* begin Document excerpt *

Khader v Lyons and another
Jurisdiction | England & Wales |
Judge | Lord Justice Waller,President of the Queen's Bench Division,Lord Justice Carnwath,Lord Justice Moore-Bick |
Judgment Date | 23 June 2010 |
Neutral Citation | [2009] EWCA Civ 1453,[2010] EWCA Civ 716 |
Docket Number | Case No: A2/2009/1831/2,Case No: A2/2009/1831 |
Court | Court of Appeal (Civil Division) |
Date | 23 June 2010 |
[2009] EWCA Civ 1453
(Mr Justice Eady)
Before: Lord Justice Waller
Case No: A2/2009/1831
A2/2009/1832
COURT OF APPEAL (CIVIL DIVISION)
ON APPEAL FROM THE HIGH COURT OF JUSTICE
IN THE SUPREME COURT OF JUDICATURE
QUEEN'S BENCH DIVISION
Mr A Veen (instructed under the Direct Access scheme) appeared on behalf of the Appellant.
The Respondent did not appear and was not represented.
Lord Justice Waller:
This is an application for permission to appeal a decision of Eady J in which he struck out two actions. The first is an action which the claimant has brought against Mariam Aziz and a solicitor called Matthew Dowd. The second commenced some time later, which the claimant seeks to bring against Davenport Lyons and Mark Bateman. So far as the first action is concerned, as I indicated at the commencement of Mr Veen's arguments today, it seems to me that there is at least an arguable point to put before the Court of Appeal relating to what the judge really described as the first publication. That related to a conversation which Mr Dowd had with a Miss Minsky on 12 April 2007. In essence, the argument at a trial would be whether there was qualified privilege for that communication. And although there was prima facie qualified privilege, the question will be whether Mr Dowd went beyond his retainer or whether he acted maliciously. As it seems to me, it is at least arguable that it was inherent in the words themselves that there was malice, and I would thus allow that aspect to go the Court of Appeal.

* end Document excerpt *

* [List of tasks]:
A. In the Khader v Lyons judgment, replace "Appellant" with "Applicant" and give the passage again, starting with "Before: Lord Justice" and going on through "of the Appellant.".
B. Name everyone against whom, according to Lord Justice Waller's paragraph in the Khader v Lyons judgment, the claimant has brought or seeks to bring an action.
C. Go on with Lord Justice Waller's judgment in Khader v Lyons after its last sentence.
The records that come next are separate material, unrelated to the judgment above.

* begin Supplied records *

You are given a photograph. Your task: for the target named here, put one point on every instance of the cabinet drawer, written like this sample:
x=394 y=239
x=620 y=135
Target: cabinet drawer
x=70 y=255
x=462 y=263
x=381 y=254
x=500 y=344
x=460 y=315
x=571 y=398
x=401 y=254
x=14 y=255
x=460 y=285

* end Supplied records *

* [Answers to the exercise]:
A.
Before: Lord Justice Waller
Case No: A2/2009/1831
A2/2009/1832
COURT OF APPEAL (CIVIL DIVISION)
ON APPEAL FROM THE HIGH COURT OF JUSTICE
IN THE SUPREME COURT OF JUDICATURE
QUEEN'S BENCH DIVISION
Mr A Veen (instructed under the Direct Access scheme) appeared on behalf of the Applicant.

B. Mariam Aziz, Matthew Dowd, Davenport Lyons, Mark Bateman

C.
So far as the second two publications were concerned, I made clear that I needed some convincing. I am still unconvinced that there is any arguable point in relation to the third publication, which the judge struck out because there simply was, and as he saw it never could be, evidence of a letter in which a defamatory statement was made. The second publication is more difficult. What is suggested is that there was a repetition of the statement made to Miss Minsky through a man called Barry Hayes and the reason the judge struck that out was that he was saying that the judge said at paragraph 27 that Mr Dowd denied making the statement to Mr Hayes, and also that Mr Hayes was saying that no statement was made to him, and the judge simply thereafter stated that since the claimant had not put any further evidence in, it was reasonable to conclude that there was no real prospect of overcoming this evidence.
I have been persuaded that there perhaps is more to this allegation than the way that the judge has put it, in that what Mr Veen is suggesting is that there is some evidence that what was said in the defamatory statement reached other people within the club. He also says that it must be remembered that Mr Dowd denied making the first publication, but there is now evidence that he did and thus his credibility is in doubt, and he suggests that Mr Hayes' credibility is also in doubt. For those reasons, it seems to me again that that is an aspect which should be considered by the Court of Appeal.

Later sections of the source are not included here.